### Task instructions
1) In the lease letter, could you switch "Landlord" to "Lessor" in the part that opens with the words "In accordance with" and closes with "the First Amendment.", then give that part again?
2) Could you pick up the lease commencement letter after its last sentence and keep writing it?

*** Text excerpt

Ladies and Gentlemen:


In accordance with the subject Lease, we wish to advise and/or confirm as follows:

1.
Landlord delivered possession of the Premises to Tenant on September 17, 2018 with all improvements and work, if any, completed in a good and workmanlike manner and otherwise in the condition required under the Lease and Tenant accepted possession of the Premises, subject to completion by Landlord of the Outstanding Tenant Improvement Work Items listed and described more fully in Section 7(b) of the First Amendment.

2.
The Commencement Date of the Lease Term for the Premises is September 17, 2018 (the "Commencement Date") and the initial Lease Term for the Premises expires on December 31, 2025 (the "Ending Date"), unless sooner terminated according to the terms of the Lease.

3.

******
*** Recorded information

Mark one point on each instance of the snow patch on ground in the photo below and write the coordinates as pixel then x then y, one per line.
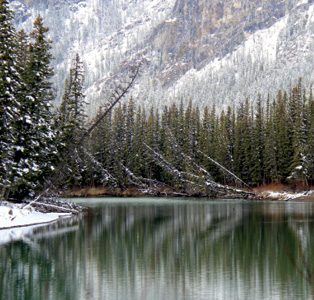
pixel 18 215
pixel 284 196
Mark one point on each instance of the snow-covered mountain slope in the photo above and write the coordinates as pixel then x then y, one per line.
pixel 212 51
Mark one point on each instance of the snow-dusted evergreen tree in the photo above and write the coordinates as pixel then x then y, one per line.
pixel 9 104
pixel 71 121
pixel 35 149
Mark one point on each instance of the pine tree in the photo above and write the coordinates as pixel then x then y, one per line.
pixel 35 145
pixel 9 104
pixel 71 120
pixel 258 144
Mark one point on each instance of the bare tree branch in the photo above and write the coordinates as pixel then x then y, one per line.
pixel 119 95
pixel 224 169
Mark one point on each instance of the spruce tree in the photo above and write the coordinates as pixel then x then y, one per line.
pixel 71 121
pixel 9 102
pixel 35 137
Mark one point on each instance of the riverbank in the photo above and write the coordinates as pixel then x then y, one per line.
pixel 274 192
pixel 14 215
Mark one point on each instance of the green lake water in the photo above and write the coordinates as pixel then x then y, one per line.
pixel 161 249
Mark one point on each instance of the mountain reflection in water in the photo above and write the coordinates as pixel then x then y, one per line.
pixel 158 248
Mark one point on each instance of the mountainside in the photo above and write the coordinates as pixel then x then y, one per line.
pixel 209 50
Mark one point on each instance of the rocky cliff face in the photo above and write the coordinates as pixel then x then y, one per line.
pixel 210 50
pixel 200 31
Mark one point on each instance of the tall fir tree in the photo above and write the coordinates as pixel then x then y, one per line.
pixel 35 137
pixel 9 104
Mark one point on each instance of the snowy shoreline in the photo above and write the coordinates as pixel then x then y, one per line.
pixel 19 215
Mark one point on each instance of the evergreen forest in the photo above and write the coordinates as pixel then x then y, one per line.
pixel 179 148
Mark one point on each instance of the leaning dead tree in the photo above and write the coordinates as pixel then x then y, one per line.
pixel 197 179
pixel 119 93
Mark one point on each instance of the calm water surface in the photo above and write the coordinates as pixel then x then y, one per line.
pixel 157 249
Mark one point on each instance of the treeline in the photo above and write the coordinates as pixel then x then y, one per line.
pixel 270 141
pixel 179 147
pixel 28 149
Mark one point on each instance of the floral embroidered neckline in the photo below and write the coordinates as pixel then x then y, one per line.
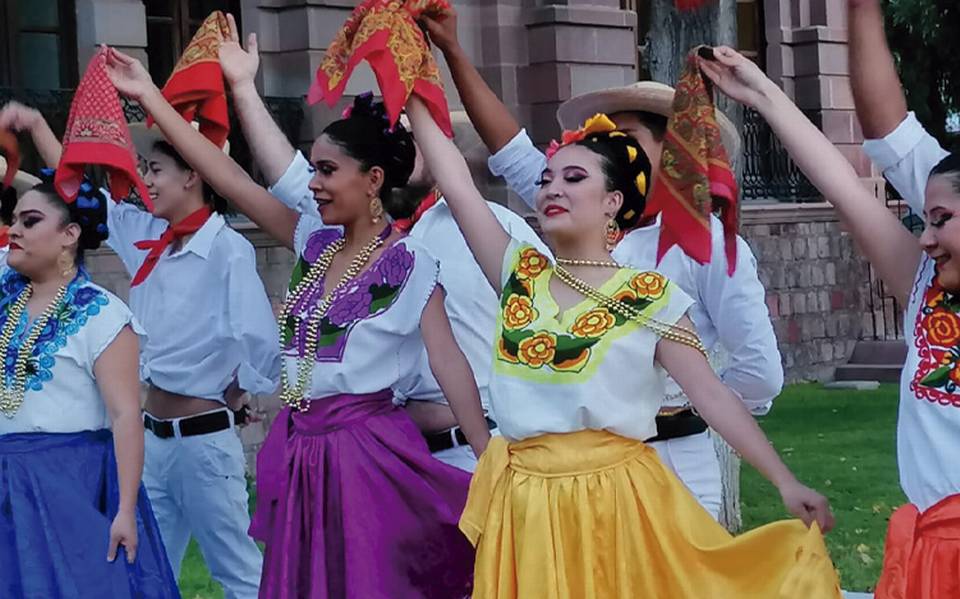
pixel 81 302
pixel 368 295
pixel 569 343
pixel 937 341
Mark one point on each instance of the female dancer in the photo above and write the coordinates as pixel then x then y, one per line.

******

### Exercise results
1)
In accordance with the subject Lease, we wish to advise and/or confirm as follows:

1.
Lessor delivered possession of the Premises to Tenant on September 17, 2018 with all improvements and work, if any, completed in a good and workmanlike manner and otherwise in the condition required under the Lease and Tenant accepted possession of the Premises, subject to completion by Lessor of the Outstanding Tenant Improvement Work Items listed and described more fully in Section 7(b) of the First Amendment.

2)
That in accordance with the Lease, monthly Rent shall commence to accrue on September 17, 2018 (except that monthly Rent shall be conditionally abated for the first three (3) full months of the Lease Term in accordance with (and subject to) the provisions of Paragraph 1.8 of the Original Lease), and Tenant’s obligation to pay Tenant’s share of Operating Expenses (as described below) shall commence to accrue on October 1, 2018. The Converted Amount (as set forth Paragraph 2(c) of the First Amendment) is the amount of One Hundred Seventy-five Thousand Four Hundred Seventy-five and 70/100ths Dollars ($175,475.70).

4.
Tenant's percentage share of Operating Expenses is one hundred percent (100%) as to the Building and sixty-four and eleven one hundredths percent (64.11%) as to the Project.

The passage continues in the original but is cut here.